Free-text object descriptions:
----------
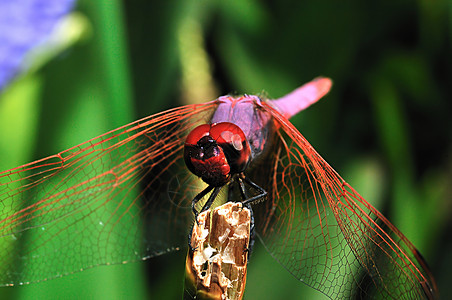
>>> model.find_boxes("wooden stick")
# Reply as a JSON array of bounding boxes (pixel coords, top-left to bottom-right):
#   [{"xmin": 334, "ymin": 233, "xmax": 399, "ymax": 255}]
[{"xmin": 184, "ymin": 202, "xmax": 251, "ymax": 300}]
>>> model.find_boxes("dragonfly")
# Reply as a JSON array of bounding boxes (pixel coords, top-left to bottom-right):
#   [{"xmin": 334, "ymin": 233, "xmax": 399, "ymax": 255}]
[{"xmin": 0, "ymin": 77, "xmax": 437, "ymax": 299}]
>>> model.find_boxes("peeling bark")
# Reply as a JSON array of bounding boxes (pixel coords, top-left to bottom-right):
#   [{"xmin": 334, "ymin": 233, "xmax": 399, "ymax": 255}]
[{"xmin": 184, "ymin": 202, "xmax": 251, "ymax": 300}]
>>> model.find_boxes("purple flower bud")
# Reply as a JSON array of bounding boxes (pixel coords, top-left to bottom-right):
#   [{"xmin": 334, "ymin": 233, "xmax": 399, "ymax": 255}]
[{"xmin": 0, "ymin": 0, "xmax": 76, "ymax": 90}]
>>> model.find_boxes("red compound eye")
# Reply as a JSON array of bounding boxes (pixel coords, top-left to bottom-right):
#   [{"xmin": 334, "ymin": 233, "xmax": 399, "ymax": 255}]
[
  {"xmin": 184, "ymin": 122, "xmax": 251, "ymax": 187},
  {"xmin": 185, "ymin": 124, "xmax": 210, "ymax": 145}
]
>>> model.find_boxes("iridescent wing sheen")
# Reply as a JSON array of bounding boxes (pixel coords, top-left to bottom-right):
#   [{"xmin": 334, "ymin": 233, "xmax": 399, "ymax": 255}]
[
  {"xmin": 251, "ymin": 102, "xmax": 437, "ymax": 299},
  {"xmin": 0, "ymin": 101, "xmax": 218, "ymax": 286}
]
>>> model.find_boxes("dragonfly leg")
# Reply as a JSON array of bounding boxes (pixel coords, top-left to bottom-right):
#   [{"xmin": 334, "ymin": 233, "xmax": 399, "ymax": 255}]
[
  {"xmin": 227, "ymin": 183, "xmax": 235, "ymax": 202},
  {"xmin": 235, "ymin": 176, "xmax": 257, "ymax": 260},
  {"xmin": 187, "ymin": 225, "xmax": 197, "ymax": 252},
  {"xmin": 189, "ymin": 185, "xmax": 222, "ymax": 251},
  {"xmin": 238, "ymin": 175, "xmax": 267, "ymax": 206},
  {"xmin": 244, "ymin": 203, "xmax": 255, "ymax": 260},
  {"xmin": 188, "ymin": 185, "xmax": 222, "ymax": 251},
  {"xmin": 191, "ymin": 185, "xmax": 214, "ymax": 223},
  {"xmin": 198, "ymin": 186, "xmax": 222, "ymax": 215}
]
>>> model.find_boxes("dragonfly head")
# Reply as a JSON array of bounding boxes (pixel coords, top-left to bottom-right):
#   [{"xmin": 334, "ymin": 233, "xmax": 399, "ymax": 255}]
[{"xmin": 184, "ymin": 122, "xmax": 251, "ymax": 187}]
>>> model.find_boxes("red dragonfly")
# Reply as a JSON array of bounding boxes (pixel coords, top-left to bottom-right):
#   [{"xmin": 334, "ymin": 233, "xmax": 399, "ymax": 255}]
[{"xmin": 0, "ymin": 78, "xmax": 437, "ymax": 299}]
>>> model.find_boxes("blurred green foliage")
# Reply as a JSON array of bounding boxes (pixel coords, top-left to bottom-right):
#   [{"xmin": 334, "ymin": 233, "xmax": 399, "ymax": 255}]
[{"xmin": 0, "ymin": 0, "xmax": 450, "ymax": 299}]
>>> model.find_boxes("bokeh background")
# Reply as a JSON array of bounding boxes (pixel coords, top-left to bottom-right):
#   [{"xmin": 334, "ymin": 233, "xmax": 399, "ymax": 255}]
----------
▸ **Work request**
The copy you write must hold every record verbatim and none of the pictures.

▸ **Result of the exercise**
>>> model.find_boxes("wooden stick")
# Reply as a JSON array of bounding boxes (pixel coords, top-left to bottom-right):
#   [{"xmin": 334, "ymin": 233, "xmax": 399, "ymax": 255}]
[{"xmin": 184, "ymin": 202, "xmax": 251, "ymax": 300}]
>>> model.find_boxes("dragonfly")
# Reply as a JSON array of bounding boxes (pixel coords, top-left to bottom-right):
#   [{"xmin": 334, "ymin": 233, "xmax": 399, "ymax": 255}]
[{"xmin": 0, "ymin": 77, "xmax": 437, "ymax": 299}]
>>> model.find_boxes("peeling bark")
# Reply as a JSON array of bounding boxes (pixel coords, top-left to bottom-right):
#   [{"xmin": 334, "ymin": 233, "xmax": 399, "ymax": 255}]
[{"xmin": 184, "ymin": 202, "xmax": 251, "ymax": 300}]
>>> model.find_boxes("purple flower bud")
# Reply as a JSON array of bounding boxes (pixel coords, top-left to bottom-right):
#   [{"xmin": 334, "ymin": 233, "xmax": 399, "ymax": 255}]
[{"xmin": 0, "ymin": 0, "xmax": 76, "ymax": 90}]
>>> model.find_boxes("red compound eye")
# Reply as a JSON array of bounding boxes (pixel coords, top-left to bottom-right):
#   [{"xmin": 334, "ymin": 233, "xmax": 399, "ymax": 255}]
[
  {"xmin": 184, "ymin": 122, "xmax": 251, "ymax": 187},
  {"xmin": 185, "ymin": 124, "xmax": 210, "ymax": 145}
]
>>> model.find_boxes("iridescent wing sheen")
# Reply as a JSON array of bounding boxes (pixel coords, top-left to bottom-right):
#   [{"xmin": 334, "ymin": 233, "xmax": 399, "ymax": 255}]
[
  {"xmin": 251, "ymin": 102, "xmax": 437, "ymax": 299},
  {"xmin": 0, "ymin": 101, "xmax": 218, "ymax": 286}
]
>>> model.find_boxes("dragonfly leg")
# Reply as a JSON array of bounding boxes (pixel coords, top-left to bottom-right):
#   [{"xmin": 334, "ymin": 233, "xmax": 399, "ymax": 255}]
[
  {"xmin": 227, "ymin": 183, "xmax": 235, "ymax": 202},
  {"xmin": 235, "ymin": 176, "xmax": 257, "ymax": 260},
  {"xmin": 187, "ymin": 225, "xmax": 197, "ymax": 252},
  {"xmin": 189, "ymin": 185, "xmax": 222, "ymax": 251},
  {"xmin": 238, "ymin": 175, "xmax": 267, "ymax": 206},
  {"xmin": 244, "ymin": 203, "xmax": 255, "ymax": 260},
  {"xmin": 188, "ymin": 185, "xmax": 222, "ymax": 251},
  {"xmin": 191, "ymin": 185, "xmax": 214, "ymax": 223},
  {"xmin": 198, "ymin": 186, "xmax": 222, "ymax": 215}
]
>>> model.find_boxes("dragonfly head")
# Reply as a JSON array of bounding boxes (pixel coords, top-left to bottom-right):
#   [{"xmin": 334, "ymin": 233, "xmax": 399, "ymax": 255}]
[{"xmin": 184, "ymin": 122, "xmax": 251, "ymax": 187}]
>>> model.find_boxes("red dragonfly")
# Reply as a JSON array of bounding boxes (pixel coords, top-left to bottom-right):
#   [{"xmin": 334, "ymin": 233, "xmax": 399, "ymax": 255}]
[{"xmin": 0, "ymin": 78, "xmax": 437, "ymax": 299}]
>>> model.find_boxes("blurred green foliage")
# Reply as a JSON array of bounding boxes (pixel coords, top-left to bottom-right):
#   [{"xmin": 334, "ymin": 233, "xmax": 399, "ymax": 255}]
[{"xmin": 0, "ymin": 0, "xmax": 450, "ymax": 299}]
>>> model.find_boxes("bokeh background")
# Reply as a JSON array of bounding boxes (pixel coords, top-left to bottom-right):
#   [{"xmin": 334, "ymin": 233, "xmax": 399, "ymax": 255}]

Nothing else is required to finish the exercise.